- DIRECTIONS FOR THIS TASK
Only the pictures are to be omitted; every entry beneath should otherwise be duplicated exactly.

:::

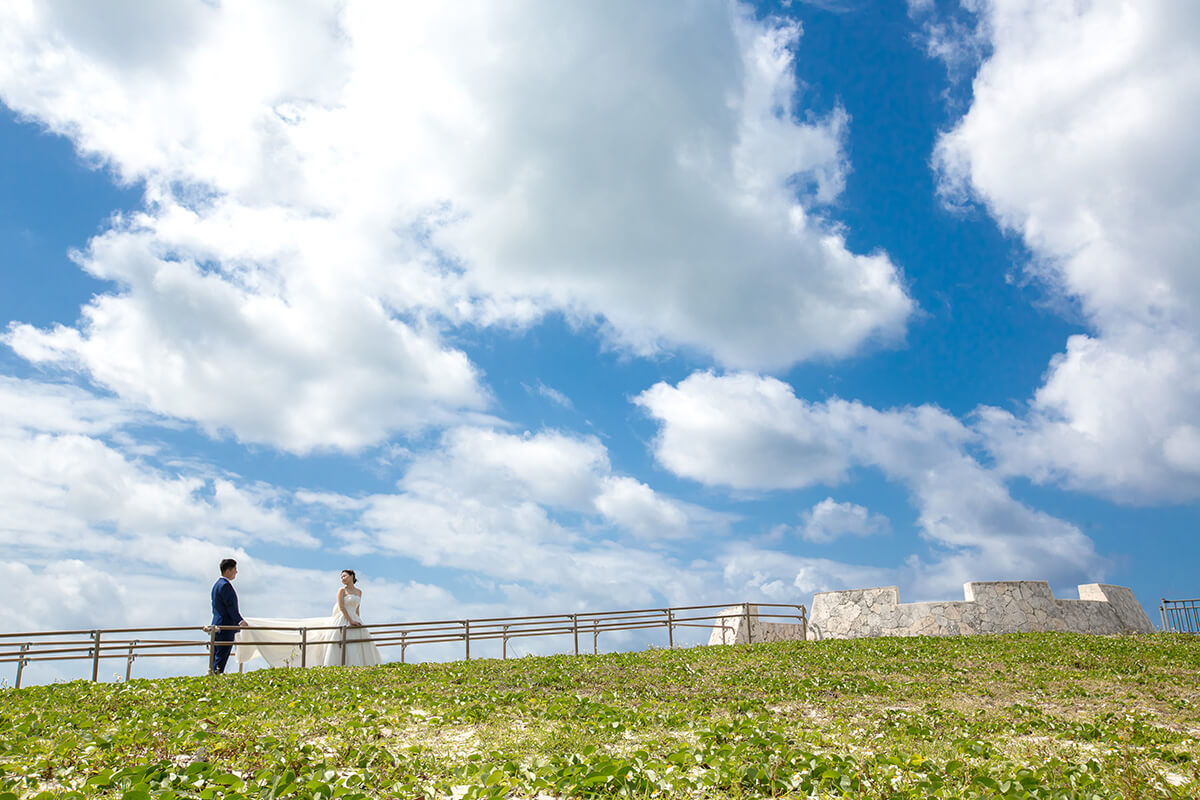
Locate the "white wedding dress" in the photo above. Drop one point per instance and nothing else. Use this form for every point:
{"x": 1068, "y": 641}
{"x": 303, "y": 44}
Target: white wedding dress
{"x": 323, "y": 648}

:::

- SOLUTION
Locate the "white wedding dress" in the photo above. Drop one point per instance and nothing else. Use this form for every point:
{"x": 1068, "y": 641}
{"x": 303, "y": 44}
Target: white wedding dress
{"x": 323, "y": 648}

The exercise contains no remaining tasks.